▸ Required task: Copy out, unchanged, every line in the data below, from the line containing "Wanted = one point per instance on the blue" down to the end of the data.

#### Material for this task ####

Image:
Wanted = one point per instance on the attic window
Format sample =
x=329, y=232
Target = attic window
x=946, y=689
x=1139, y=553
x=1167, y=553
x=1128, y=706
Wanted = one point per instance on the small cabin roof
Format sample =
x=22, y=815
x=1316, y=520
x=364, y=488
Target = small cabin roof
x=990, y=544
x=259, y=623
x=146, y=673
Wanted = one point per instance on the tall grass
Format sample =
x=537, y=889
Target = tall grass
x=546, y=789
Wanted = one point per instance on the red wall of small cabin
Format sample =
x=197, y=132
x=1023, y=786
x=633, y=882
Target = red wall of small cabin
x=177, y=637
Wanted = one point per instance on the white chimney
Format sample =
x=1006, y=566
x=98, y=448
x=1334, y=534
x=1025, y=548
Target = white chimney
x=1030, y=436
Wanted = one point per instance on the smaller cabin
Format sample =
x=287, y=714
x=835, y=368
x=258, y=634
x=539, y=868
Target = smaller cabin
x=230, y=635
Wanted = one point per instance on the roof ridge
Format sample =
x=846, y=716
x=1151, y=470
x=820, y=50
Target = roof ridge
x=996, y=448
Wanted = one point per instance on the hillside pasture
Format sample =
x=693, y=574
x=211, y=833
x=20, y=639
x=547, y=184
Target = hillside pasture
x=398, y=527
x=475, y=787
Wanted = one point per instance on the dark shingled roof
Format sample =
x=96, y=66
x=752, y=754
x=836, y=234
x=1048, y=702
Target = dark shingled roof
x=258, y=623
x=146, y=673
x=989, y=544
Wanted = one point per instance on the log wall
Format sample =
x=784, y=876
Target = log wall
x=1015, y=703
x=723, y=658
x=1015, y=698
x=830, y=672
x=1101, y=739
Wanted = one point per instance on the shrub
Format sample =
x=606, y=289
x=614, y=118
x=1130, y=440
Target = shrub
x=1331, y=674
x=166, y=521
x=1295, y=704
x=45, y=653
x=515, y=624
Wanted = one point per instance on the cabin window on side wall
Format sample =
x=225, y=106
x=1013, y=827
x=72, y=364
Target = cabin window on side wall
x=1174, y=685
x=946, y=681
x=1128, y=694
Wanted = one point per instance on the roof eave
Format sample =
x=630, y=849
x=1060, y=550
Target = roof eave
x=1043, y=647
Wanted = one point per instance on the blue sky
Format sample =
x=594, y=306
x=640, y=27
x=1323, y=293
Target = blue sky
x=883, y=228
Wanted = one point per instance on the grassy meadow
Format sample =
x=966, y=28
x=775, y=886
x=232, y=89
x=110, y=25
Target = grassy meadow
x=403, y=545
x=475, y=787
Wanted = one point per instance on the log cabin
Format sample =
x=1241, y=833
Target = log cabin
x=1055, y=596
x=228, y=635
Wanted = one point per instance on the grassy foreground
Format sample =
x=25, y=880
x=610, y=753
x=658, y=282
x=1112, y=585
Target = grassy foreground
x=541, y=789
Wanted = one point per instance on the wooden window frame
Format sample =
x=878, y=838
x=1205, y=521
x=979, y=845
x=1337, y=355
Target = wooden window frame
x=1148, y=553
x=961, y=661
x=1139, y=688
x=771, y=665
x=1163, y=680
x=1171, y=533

####

▸ Completed task:
Wanted = one point per instance on the blue sky
Format sample =
x=594, y=306
x=640, y=27
x=1323, y=293
Target = blue sky
x=883, y=228
Wanted = one point per instance on the grassy meadow
Format sample =
x=966, y=28
x=775, y=886
x=232, y=89
x=110, y=25
Target = grassy meadow
x=403, y=545
x=475, y=787
Wanted = one point per instance on the log cabin
Format sample =
x=1241, y=833
Target = log cabin
x=1055, y=596
x=228, y=635
Wanted = one point per instance on the grassy foreground
Format sample =
x=25, y=880
x=610, y=753
x=658, y=282
x=1112, y=585
Target = grassy foreground
x=541, y=789
Wanted = one point per instance on the wooden window frame
Format sample =
x=878, y=838
x=1205, y=521
x=979, y=845
x=1337, y=355
Target = wooden window frame
x=1148, y=553
x=961, y=661
x=1139, y=688
x=771, y=665
x=1163, y=680
x=1171, y=533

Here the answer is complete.